- [WHAT YOU WILL DO]:
1. In the text about developing the Argylle screenplay, who would become the central character in the film?
2. Carry on the text about writing the Argylle screenplay from the point where it stops.

- [TEXT EXCERPT]:
>>>
Vaughn and screenwriter Jason Fuchs began developing a screenplay with a major meta-shift, in which a fictional version of the real-life author of the Argylle novel, Elly Conway, would become the central character in the film. Rather than being a film about a spy, Argylle would now be a film about a reclusive spy novelist who gets catapulted into real-world espionage when the plots of her books get a little too close to the activities of a nefarious spy organization. “My primary motivation is to craft a compelling narrative,” Vaughn says. “I don’t aim to reinvent the genre, but to provide a fresh perspective. I direct as if I were an audience member, thinking about what I would like to see or what unexpected elements I can incorporate to keep it feeling new.”

Early in the scripting process, Vaughn and Fuchs decided that the film would fuse the real world, in which Elly Conway is on the run with Aidan, and the world she created, in which Argylle, the unstoppable secret agent, holds sway. As the danger for Elly escalates, the lines between her imaginary world and the real one blur with increasing speed and frequency. As a result, the audience is catapulted into a cinematic rocket ride where convention and expectation are constantly upended. “I prefer movies that provide escapism, a combination of glamour and grit,” Vaughn says. “For me, beauty is essential. When I used to watch Bond movies as a kid, I felt I was on an adventure—going places I had never gone and seeing people I had never seen. It was an astonishing feeling and I have tried to recreate that type of feeling with this film.”

 

 

For Fuchs, the experience of writing a globe-trotting espionage thriller while the world was in COVID lockdown allowed him to escape, too. “I hadn’t written an original screenplay in a long time, so Argylle became my little passion project,” Fuchs says. “It was cathartic and allowed me to escape my apartment office and traverse the world with Argylle on a Greek island or explore Europe with Elly and Aidan.”
<<<
[Source data]
>>>
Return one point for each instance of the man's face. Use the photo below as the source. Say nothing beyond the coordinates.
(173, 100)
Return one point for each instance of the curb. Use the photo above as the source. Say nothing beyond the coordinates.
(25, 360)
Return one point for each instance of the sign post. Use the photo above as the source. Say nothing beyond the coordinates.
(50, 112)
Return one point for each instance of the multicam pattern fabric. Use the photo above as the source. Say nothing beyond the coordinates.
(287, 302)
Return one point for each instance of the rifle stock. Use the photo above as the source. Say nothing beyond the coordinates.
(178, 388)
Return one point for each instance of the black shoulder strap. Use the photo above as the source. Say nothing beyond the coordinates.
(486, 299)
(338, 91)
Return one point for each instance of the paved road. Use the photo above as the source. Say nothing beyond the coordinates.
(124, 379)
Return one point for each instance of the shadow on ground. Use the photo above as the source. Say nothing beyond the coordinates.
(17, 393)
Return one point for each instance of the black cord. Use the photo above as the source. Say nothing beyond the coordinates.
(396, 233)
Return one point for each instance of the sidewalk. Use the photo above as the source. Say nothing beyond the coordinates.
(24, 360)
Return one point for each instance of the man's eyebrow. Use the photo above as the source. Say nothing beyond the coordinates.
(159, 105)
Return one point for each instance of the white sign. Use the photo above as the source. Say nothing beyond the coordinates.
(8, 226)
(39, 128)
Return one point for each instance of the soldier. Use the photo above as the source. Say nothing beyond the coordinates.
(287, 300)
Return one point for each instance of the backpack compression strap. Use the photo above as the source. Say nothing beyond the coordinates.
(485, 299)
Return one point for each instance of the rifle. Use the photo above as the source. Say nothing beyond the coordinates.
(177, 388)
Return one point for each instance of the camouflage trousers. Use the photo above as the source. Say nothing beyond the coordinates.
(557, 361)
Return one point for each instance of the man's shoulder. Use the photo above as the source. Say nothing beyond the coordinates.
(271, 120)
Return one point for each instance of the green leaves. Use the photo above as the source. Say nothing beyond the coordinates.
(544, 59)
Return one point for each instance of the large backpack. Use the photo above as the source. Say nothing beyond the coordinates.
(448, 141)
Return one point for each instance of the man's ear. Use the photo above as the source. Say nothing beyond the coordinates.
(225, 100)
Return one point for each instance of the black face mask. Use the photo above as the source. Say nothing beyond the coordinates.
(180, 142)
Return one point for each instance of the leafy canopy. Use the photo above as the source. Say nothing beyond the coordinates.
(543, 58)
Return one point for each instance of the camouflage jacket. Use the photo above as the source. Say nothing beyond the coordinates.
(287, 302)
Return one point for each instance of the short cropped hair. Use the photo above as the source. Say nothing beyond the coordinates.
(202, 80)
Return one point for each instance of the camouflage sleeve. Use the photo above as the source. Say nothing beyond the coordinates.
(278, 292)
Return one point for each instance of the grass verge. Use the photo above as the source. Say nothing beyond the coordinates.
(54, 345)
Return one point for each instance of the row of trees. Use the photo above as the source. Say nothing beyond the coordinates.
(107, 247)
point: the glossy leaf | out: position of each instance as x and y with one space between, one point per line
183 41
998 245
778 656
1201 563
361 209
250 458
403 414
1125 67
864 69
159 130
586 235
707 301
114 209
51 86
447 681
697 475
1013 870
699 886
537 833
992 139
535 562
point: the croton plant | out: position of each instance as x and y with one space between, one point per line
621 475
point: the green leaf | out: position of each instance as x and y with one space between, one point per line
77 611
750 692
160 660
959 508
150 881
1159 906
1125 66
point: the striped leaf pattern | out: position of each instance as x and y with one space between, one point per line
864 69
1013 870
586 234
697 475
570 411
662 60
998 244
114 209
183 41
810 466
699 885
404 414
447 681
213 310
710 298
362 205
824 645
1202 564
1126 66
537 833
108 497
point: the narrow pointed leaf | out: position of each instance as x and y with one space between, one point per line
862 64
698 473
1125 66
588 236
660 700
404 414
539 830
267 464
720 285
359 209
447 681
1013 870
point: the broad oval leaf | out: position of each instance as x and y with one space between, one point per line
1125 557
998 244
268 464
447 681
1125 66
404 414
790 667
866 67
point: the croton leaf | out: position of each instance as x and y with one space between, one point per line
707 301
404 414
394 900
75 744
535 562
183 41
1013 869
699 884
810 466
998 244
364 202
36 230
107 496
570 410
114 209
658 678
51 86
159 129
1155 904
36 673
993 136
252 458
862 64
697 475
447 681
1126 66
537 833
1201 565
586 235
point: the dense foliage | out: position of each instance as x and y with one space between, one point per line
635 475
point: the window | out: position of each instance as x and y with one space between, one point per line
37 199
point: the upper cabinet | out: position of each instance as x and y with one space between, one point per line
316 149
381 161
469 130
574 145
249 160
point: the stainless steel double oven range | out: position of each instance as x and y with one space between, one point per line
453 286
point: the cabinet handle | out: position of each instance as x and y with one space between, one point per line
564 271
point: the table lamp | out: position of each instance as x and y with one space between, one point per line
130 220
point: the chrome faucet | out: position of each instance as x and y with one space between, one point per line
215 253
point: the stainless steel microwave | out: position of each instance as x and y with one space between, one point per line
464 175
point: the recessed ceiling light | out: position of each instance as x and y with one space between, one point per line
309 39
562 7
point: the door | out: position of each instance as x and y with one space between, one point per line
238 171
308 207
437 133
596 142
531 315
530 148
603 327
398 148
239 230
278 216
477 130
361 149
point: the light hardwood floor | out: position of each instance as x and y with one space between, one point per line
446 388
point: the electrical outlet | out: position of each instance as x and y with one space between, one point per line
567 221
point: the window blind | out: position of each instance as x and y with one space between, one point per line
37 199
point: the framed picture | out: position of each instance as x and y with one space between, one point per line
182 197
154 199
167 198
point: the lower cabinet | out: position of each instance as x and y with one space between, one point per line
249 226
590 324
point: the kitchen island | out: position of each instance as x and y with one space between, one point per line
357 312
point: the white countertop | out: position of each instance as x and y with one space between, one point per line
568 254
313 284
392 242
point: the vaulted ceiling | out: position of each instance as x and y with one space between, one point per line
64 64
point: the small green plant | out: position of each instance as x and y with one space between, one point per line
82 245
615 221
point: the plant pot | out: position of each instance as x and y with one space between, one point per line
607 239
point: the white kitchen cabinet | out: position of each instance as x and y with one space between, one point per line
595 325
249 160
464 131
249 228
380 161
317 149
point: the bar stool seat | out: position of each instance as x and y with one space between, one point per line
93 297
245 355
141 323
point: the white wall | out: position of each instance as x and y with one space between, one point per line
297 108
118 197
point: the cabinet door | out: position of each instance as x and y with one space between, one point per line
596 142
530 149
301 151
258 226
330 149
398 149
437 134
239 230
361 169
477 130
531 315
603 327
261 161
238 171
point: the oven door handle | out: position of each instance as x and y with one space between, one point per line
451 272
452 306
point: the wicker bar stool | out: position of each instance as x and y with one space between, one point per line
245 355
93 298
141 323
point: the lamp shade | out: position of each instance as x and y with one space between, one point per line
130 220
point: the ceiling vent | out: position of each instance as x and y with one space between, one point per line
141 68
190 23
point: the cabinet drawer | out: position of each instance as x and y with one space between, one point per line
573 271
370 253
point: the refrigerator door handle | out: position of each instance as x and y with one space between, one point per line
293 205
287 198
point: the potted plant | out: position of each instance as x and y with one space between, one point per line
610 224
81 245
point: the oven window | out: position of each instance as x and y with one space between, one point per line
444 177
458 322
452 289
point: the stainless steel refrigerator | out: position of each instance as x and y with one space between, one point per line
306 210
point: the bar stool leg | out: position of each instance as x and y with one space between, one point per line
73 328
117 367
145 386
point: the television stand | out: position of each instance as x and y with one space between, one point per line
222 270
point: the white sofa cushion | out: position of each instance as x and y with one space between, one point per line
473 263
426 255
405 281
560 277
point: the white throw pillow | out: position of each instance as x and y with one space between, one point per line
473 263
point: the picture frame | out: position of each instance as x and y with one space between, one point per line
<<<
- [SOLVED TASKS]:
1. A fictional version of Elly Conway, the real-life author of the Argylle novel.

2.
Fuchs and Vaughn collaborated closely, and at all hours, to make sure that every aspect of the script was as sharp, unexpected, witty and thrilling as possible. “What I admire about Matthew’s approach to development is his secure and confident style,” Fuchs says. “From the beginning, it was clear that the elements that excited me about the story were the same things that excited him. Our notes and the development process flowed organically. Matthew’s fearlessness as a storyteller encouraged me to take bolder and unconventional paths, even if it pushed me out of my comfort zone.”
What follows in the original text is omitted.